• _INSTRUCTIONS FOR THE TASK_:
Which of the lines below holds the string "turquoise"? Copy every line that does.

(GIVEN DATA)

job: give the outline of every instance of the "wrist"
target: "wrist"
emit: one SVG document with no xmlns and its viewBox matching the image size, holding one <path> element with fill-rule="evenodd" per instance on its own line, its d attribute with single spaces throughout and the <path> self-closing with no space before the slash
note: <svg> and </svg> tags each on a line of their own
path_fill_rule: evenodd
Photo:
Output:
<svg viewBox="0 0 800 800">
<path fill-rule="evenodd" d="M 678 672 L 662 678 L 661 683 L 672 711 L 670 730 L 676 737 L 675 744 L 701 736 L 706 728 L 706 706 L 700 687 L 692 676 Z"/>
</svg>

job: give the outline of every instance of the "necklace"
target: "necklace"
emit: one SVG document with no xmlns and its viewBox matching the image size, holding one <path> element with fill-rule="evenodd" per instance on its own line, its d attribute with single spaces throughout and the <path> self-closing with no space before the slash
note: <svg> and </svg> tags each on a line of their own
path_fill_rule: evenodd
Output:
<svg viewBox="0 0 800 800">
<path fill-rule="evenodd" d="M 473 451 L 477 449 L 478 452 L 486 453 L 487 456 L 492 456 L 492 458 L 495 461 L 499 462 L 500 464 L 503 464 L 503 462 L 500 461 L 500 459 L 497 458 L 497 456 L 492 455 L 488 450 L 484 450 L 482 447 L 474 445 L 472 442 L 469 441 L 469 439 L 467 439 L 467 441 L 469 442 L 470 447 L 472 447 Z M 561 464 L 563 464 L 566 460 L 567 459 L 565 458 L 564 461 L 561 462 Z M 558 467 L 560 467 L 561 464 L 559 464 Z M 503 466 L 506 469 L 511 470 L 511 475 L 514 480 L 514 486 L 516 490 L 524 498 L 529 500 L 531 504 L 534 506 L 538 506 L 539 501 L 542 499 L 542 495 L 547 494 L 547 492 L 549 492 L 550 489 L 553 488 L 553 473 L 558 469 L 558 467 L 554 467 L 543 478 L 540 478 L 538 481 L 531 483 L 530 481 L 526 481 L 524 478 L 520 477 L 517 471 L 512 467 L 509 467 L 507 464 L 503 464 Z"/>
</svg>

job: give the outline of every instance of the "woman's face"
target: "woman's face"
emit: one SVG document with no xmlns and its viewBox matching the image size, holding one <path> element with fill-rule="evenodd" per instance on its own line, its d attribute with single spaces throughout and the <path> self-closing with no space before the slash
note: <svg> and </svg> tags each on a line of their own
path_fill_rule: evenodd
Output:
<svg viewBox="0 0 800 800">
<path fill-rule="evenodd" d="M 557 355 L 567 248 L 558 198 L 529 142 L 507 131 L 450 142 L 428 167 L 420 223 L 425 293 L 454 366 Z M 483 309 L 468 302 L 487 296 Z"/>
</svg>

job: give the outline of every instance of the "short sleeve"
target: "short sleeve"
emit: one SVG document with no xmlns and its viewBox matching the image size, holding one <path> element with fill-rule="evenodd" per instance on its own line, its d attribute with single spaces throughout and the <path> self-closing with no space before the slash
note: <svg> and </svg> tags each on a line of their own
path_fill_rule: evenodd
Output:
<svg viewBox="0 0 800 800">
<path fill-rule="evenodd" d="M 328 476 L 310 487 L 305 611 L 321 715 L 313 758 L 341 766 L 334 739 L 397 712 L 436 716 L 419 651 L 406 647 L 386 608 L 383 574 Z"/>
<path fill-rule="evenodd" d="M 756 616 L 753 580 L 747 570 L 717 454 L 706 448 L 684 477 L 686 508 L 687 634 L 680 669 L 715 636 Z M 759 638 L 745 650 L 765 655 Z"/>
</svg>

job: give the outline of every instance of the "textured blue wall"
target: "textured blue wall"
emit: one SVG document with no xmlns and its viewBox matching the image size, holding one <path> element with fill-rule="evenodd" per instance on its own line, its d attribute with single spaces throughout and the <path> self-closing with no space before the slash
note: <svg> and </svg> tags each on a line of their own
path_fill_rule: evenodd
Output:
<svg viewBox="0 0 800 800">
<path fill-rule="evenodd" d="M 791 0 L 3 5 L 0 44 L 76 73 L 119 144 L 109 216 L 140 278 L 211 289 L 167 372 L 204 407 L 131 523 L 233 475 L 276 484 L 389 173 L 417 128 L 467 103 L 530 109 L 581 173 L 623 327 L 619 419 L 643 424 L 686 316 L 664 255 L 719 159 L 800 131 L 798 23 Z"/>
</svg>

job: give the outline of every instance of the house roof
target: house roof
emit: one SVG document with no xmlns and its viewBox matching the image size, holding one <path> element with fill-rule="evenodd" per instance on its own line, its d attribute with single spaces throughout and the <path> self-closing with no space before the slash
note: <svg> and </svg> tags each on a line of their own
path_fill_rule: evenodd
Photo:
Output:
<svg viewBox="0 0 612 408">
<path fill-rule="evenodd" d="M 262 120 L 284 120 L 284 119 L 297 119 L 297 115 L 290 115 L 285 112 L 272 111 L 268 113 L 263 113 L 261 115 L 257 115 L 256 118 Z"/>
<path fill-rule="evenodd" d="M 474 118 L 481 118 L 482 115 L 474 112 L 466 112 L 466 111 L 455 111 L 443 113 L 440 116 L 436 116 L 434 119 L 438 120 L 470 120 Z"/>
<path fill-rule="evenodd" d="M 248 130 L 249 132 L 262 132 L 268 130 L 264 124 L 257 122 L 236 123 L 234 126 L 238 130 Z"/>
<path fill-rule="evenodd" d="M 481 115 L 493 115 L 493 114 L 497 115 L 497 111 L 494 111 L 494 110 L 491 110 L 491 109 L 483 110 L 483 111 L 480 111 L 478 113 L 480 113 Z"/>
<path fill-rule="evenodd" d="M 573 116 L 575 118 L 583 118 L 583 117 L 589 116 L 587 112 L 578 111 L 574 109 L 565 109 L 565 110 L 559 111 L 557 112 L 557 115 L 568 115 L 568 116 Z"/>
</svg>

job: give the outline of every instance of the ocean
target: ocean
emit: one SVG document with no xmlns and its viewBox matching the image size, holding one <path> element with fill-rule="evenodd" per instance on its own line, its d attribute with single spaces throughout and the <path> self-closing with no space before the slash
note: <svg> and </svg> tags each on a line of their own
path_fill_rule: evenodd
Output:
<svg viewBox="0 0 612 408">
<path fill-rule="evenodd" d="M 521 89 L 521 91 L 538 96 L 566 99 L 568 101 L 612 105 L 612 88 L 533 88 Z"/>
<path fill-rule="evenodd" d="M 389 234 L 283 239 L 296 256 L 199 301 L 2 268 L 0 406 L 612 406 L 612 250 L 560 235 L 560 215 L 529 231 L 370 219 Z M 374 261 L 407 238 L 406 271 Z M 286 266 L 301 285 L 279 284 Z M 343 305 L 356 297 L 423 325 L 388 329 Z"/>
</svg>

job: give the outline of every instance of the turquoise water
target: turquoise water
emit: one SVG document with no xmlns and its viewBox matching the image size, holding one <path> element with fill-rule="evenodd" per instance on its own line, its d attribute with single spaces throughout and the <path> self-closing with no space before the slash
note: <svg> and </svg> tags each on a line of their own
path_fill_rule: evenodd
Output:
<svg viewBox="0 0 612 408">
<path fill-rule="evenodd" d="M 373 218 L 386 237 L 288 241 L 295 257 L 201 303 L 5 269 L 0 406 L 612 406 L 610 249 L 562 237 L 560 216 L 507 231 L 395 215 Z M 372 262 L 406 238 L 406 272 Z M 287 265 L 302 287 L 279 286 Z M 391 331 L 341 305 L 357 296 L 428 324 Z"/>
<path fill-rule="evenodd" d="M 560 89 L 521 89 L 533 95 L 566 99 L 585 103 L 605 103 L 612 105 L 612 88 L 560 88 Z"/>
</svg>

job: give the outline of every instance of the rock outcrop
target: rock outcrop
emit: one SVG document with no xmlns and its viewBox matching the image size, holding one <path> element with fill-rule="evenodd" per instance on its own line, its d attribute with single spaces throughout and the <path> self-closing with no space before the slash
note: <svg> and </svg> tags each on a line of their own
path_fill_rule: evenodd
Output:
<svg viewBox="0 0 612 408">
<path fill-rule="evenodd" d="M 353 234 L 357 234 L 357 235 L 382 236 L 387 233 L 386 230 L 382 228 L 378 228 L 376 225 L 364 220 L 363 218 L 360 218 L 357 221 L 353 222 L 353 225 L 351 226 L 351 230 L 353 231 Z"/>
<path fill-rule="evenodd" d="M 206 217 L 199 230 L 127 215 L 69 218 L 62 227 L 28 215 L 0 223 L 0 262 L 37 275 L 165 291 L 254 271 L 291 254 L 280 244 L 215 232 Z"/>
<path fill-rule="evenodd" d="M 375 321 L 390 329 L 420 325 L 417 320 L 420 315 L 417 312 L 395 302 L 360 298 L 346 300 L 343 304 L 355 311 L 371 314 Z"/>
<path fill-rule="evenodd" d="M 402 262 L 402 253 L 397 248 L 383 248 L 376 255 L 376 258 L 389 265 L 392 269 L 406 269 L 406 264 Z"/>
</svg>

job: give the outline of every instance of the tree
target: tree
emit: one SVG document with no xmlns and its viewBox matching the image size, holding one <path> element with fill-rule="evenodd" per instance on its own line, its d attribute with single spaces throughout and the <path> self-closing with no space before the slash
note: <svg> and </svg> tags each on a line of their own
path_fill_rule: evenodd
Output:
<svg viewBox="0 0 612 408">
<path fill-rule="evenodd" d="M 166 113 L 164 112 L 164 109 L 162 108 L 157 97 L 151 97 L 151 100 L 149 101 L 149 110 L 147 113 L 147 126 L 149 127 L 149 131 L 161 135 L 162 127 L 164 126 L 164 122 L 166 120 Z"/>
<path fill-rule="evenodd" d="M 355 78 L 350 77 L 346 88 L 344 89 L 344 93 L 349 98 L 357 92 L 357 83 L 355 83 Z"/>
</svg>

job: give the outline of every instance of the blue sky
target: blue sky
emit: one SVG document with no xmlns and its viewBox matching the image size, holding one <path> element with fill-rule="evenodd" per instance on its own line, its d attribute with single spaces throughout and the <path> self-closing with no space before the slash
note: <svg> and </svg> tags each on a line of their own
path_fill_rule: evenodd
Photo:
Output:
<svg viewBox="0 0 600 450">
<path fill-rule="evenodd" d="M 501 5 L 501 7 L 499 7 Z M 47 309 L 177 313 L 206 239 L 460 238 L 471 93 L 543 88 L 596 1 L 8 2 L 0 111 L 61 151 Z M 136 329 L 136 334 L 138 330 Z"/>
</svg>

(End GIVEN DATA)

• _TASK RESPONSE_:
job: give the outline of every instance of the turquoise water
target: turquoise water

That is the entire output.